En définitive, plusieurs auteurs s'accordent à fédérer les différentes acceptions connues du réseau social comme étant « un ensemble d'acteurs(individus, groupes ou organisations) reliéspar des interactions sociales. Ces interactions sociales peuvent être de différentes natures: familiales, sentimentales (liens forts) ou plus distantes : affinité, relation d'affaire, de travail »19(*).

Au cours de la Cinquième Ecole Doctorale de Telecom Ecole de Management qui s'est tenue du 5 au 9 septembre 2011 à Evry en France, le thème débattu par les jeunes chercheurs de divers horizons réunis était le suivant : les réseaux sociaux en ligne vont-ils remplacer les réseaux traditionnels ? Le constat établi est celui-ci : qu'ils soient en ligne ou hors ligne, les réseaux sociaux structurent profondément les sociétés tout en les transformant sans cesse. Mais toute société conserve des éléments culturels invariants ; c'est le cas de l'Abââ chez les Fang. En créant des forums en ligne sur des sites internet, à l'exemple de www.monefang.com, les ressortissants fang opèrent une transposition virtuelle et la rattachent, en terme de configuration et de menu, à l'Abââ traditionnel, un espace physique d'échanges interactifs.

Dans les sociétés traditionnelles comme chez les Fang, l'interaction sociale qui est établie naturellement - et pas occasionnellement ou conjoncturellement - se fonde d'abord sur les liens familiaux de sang et de parenté qui favorisent une certaine homogénéité, comme le fait remarquer Georg SIMMEL qui avait distingué les liens sociaux selon qu'ils se déployaient au sein des communautés ou au sein de la société20(*). Dans le premier cas, l'étroitesse des relations interindividuelles est telle que la conscience de soi de l'individu se fond dans le groupe dont il revêt l'identité. Au contraire, dans la société, l'individu appartient à divers « cercles sociaux » vers lesquels ses aspirations et ses intérêts le conduisent.
• • • •
COURT EXERCICE 1:
Reproduisez à l'identique les entrées, de la ligne contenant « Could you please point to the dark roof » jusqu'à la ligne contenant « column 277, row 365 », ces deux lignes comprises.
Le texte à lire et les entrées proviennent de sources différentes.

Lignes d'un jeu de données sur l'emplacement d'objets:
• • • •
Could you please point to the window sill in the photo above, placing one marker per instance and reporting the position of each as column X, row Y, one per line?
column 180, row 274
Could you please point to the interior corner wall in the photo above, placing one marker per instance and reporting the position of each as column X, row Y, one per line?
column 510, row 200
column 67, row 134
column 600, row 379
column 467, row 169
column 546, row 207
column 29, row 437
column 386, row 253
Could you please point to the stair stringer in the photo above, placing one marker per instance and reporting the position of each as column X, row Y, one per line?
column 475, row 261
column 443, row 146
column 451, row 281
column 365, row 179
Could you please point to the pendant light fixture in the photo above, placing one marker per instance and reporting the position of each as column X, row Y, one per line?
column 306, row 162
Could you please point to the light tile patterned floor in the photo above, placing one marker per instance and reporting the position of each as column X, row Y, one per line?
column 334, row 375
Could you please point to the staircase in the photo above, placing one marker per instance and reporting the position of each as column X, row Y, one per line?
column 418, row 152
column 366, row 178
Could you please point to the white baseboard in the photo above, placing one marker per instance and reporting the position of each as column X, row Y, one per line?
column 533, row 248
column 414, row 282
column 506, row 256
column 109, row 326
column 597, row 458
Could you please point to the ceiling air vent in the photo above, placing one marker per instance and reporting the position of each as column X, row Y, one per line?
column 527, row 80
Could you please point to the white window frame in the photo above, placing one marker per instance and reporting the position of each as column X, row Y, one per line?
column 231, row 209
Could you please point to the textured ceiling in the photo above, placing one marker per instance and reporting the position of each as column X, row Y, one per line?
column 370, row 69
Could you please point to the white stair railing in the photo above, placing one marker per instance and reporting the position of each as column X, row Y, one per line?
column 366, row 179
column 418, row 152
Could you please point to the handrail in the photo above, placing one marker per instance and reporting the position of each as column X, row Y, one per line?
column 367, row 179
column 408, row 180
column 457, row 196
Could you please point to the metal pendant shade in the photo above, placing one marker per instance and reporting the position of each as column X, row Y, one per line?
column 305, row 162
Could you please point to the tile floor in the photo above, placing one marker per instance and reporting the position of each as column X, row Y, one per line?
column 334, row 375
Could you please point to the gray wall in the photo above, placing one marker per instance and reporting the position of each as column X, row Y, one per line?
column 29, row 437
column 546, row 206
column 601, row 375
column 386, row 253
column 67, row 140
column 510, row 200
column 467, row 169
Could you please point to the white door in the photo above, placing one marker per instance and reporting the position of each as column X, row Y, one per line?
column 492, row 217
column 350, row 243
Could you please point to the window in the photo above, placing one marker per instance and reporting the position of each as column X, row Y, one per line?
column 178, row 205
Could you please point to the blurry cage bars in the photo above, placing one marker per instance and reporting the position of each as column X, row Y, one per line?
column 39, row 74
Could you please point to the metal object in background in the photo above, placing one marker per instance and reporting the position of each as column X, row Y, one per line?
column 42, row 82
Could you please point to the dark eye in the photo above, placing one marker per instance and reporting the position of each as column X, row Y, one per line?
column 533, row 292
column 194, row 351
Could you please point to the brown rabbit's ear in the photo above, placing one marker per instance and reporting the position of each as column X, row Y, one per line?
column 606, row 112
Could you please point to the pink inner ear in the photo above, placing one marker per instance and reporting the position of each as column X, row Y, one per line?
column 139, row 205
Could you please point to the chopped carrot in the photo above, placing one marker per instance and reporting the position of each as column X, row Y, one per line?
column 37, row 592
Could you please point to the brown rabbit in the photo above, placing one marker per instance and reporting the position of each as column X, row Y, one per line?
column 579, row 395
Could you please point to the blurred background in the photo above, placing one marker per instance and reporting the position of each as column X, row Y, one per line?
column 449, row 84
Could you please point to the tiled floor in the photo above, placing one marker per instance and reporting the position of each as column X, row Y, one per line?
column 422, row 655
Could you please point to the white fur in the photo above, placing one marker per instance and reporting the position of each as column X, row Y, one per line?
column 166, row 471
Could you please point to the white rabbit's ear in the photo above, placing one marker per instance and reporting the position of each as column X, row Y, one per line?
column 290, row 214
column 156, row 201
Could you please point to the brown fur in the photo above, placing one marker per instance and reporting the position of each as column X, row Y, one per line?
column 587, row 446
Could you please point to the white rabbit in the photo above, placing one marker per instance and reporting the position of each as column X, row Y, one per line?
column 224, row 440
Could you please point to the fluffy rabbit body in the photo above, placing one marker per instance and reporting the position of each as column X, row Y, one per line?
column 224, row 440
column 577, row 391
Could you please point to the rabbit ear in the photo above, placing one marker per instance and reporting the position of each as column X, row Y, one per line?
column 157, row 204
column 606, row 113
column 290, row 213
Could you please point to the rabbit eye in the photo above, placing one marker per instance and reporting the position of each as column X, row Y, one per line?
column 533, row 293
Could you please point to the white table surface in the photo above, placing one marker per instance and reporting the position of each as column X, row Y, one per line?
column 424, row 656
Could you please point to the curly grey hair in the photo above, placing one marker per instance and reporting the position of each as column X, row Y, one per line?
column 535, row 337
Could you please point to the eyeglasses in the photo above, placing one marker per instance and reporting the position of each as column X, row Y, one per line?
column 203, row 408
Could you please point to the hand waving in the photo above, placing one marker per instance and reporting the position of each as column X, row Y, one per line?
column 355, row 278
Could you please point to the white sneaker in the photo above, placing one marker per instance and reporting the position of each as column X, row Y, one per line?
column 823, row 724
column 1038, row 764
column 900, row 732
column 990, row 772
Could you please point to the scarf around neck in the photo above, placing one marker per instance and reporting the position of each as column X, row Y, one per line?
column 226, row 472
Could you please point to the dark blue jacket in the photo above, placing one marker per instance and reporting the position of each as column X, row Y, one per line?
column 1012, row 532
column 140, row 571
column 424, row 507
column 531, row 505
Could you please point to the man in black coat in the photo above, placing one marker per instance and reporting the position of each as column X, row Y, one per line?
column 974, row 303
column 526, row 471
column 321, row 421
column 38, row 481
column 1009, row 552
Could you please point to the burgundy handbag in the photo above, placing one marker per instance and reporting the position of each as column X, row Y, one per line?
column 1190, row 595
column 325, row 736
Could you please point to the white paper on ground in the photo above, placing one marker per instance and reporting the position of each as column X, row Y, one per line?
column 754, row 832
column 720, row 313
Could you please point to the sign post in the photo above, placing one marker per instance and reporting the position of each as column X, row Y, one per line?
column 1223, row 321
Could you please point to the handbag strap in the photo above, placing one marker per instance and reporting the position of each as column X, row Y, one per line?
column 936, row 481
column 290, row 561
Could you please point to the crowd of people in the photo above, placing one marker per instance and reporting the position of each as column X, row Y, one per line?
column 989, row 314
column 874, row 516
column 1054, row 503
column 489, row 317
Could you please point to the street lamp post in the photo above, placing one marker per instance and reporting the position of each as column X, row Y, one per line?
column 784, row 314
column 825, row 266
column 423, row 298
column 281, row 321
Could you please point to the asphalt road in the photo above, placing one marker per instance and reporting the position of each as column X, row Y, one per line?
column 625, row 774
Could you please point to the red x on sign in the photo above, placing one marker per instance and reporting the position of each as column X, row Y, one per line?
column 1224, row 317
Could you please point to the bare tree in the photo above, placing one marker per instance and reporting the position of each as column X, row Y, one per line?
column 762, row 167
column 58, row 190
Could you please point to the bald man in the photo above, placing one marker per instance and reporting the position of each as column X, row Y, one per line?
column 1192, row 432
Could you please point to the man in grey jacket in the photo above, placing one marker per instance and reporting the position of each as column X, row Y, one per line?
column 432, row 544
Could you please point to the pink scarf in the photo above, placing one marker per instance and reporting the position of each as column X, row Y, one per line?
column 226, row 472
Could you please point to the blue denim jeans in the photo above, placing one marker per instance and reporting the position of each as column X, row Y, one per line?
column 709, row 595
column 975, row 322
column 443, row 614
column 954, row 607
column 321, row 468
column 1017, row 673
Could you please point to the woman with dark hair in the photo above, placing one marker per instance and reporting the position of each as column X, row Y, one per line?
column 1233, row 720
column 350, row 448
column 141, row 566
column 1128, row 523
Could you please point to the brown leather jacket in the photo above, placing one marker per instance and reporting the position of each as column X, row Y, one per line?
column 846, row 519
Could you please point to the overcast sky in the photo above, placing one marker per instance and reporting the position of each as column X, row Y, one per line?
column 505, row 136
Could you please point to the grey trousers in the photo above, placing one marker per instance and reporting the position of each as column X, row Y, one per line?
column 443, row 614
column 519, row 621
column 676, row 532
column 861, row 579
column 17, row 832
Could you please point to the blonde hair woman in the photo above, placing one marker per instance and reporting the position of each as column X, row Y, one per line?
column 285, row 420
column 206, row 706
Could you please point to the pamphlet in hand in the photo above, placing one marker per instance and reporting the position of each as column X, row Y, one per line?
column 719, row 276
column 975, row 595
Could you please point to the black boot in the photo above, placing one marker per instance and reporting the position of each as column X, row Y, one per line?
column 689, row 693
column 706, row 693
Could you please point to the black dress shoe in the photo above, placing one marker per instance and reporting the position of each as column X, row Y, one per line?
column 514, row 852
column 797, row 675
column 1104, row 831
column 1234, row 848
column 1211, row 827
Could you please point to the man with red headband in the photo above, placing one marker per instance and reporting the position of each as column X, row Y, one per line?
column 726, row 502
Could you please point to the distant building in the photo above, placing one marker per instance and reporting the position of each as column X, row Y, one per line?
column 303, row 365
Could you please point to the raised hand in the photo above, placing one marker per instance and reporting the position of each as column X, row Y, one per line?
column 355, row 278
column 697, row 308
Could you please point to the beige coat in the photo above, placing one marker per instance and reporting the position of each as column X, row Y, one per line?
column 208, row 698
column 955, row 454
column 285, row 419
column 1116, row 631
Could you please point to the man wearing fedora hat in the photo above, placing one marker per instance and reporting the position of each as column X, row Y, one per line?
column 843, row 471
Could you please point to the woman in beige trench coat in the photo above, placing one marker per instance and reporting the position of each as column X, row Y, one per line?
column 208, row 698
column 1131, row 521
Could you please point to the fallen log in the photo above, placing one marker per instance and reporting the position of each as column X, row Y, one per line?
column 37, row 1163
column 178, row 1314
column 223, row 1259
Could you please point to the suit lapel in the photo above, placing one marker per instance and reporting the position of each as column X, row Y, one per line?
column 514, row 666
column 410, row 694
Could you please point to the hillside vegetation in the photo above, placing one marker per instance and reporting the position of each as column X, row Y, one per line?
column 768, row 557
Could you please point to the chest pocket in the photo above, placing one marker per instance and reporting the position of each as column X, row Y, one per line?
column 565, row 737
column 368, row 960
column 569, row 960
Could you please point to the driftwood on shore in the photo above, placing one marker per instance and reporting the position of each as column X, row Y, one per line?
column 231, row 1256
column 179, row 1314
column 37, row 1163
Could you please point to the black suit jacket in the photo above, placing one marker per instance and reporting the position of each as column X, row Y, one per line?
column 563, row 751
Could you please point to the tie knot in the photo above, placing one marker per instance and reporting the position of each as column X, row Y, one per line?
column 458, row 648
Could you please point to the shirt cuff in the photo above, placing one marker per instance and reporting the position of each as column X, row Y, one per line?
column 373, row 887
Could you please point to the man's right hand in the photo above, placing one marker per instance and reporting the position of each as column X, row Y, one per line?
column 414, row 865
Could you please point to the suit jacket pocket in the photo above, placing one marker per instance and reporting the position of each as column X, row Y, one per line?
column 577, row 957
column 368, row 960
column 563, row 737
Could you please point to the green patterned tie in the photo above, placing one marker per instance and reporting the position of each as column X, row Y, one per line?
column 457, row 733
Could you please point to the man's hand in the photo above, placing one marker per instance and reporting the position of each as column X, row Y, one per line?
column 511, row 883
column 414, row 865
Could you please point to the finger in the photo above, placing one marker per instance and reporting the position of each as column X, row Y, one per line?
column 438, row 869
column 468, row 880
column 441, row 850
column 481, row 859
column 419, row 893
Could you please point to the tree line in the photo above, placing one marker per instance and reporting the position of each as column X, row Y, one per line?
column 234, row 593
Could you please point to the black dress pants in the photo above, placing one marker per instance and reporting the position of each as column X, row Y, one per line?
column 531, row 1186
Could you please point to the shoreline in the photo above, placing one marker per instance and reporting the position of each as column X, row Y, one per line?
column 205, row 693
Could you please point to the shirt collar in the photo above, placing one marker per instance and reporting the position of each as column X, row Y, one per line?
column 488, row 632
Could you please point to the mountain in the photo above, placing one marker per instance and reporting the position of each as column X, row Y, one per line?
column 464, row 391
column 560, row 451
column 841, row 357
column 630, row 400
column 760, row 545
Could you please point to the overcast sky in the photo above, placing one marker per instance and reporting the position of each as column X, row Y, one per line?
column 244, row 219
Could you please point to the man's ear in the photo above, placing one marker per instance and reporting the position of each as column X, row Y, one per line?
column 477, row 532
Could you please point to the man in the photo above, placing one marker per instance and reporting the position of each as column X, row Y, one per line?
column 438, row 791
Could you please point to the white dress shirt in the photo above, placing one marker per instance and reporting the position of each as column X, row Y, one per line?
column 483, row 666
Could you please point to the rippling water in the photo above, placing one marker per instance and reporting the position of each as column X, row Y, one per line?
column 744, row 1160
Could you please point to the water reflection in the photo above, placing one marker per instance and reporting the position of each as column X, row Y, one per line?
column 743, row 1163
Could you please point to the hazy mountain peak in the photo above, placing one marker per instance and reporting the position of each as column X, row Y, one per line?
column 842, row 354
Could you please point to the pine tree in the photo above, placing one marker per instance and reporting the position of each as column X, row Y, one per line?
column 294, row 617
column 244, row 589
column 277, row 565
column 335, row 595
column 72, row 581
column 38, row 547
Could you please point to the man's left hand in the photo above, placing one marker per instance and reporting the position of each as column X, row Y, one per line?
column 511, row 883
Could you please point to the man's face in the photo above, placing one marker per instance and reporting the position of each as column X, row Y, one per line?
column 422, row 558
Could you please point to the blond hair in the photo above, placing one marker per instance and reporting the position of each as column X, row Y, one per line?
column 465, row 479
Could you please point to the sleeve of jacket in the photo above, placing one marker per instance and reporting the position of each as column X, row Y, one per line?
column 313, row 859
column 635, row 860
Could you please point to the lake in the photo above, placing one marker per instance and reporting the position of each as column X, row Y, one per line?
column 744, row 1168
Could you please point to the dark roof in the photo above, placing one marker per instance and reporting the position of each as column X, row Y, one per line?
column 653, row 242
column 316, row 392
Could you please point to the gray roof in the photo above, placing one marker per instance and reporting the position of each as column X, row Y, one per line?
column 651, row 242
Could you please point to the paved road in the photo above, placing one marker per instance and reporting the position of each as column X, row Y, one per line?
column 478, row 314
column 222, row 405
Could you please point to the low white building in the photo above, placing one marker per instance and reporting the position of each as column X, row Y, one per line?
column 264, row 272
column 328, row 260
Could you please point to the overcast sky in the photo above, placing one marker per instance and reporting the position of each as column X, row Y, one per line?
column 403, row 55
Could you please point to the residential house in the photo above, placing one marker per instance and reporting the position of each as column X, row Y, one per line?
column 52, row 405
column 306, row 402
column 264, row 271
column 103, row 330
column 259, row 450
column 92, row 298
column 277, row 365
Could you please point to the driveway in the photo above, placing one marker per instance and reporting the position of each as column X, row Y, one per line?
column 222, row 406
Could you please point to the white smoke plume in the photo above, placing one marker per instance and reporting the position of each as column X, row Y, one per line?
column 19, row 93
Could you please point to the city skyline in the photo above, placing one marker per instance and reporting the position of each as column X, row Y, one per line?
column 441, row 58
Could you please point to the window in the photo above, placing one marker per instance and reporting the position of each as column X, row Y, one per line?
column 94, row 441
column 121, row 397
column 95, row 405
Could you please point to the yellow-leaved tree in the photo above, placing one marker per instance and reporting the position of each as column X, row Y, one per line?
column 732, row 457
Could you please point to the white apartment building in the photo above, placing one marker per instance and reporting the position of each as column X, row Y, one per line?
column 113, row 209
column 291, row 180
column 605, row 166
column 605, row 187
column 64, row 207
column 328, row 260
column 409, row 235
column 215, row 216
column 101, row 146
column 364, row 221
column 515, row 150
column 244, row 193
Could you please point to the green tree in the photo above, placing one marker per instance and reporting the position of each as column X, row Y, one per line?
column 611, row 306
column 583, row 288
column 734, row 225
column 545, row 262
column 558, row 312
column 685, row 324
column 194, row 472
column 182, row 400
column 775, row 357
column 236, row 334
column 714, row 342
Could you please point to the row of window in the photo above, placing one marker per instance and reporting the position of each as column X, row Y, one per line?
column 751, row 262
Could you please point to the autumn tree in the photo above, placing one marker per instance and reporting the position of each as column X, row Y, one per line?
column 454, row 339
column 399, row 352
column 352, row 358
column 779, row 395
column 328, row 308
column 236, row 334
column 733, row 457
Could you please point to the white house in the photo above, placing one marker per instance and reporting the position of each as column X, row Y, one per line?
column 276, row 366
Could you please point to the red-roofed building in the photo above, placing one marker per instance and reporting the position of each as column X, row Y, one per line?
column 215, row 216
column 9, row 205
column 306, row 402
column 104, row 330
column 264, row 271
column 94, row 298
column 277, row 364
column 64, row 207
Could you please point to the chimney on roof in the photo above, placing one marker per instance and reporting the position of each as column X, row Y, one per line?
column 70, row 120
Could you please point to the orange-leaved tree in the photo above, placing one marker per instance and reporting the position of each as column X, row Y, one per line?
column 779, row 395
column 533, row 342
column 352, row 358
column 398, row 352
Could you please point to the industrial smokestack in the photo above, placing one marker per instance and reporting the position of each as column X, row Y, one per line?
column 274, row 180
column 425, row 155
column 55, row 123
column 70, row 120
• • • •
COURT EXERCICE 2:
D'après le texte à lire, à quelles dates s'est tenue la Cinquième École doctorale de Telecom École de Management ?

RÉSULTAT ATTENDU 1:
Could you please point to the dark roof in the photo above, placing one marker per instance and reporting the position of each as column X, row Y, one per line?
column 653, row 242
column 316, row 392
Could you please point to the gray roof in the photo above, placing one marker per instance and reporting the position of each as column X, row Y, one per line?
column 651, row 242
Could you please point to the paved road in the photo above, placing one marker per instance and reporting the position of each as column X, row Y, one per line?
column 478, row 314
column 222, row 405
Could you please point to the low white building in the photo above, placing one marker per instance and reporting the position of each as column X, row Y, one per line?
column 264, row 272
column 328, row 260
Could you please point to the overcast sky in the photo above, placing one marker per instance and reporting the position of each as column X, row Y, one per line?
column 403, row 55
Could you please point to the residential house in the photo above, placing one marker per instance and reporting the position of each as column X, row Y, one per line?
column 52, row 405
column 306, row 402
column 264, row 271
column 103, row 330
column 259, row 450
column 92, row 298
column 277, row 365

RÉSULTAT ATTENDU 2:
Du 5 au 9 septembre 2011.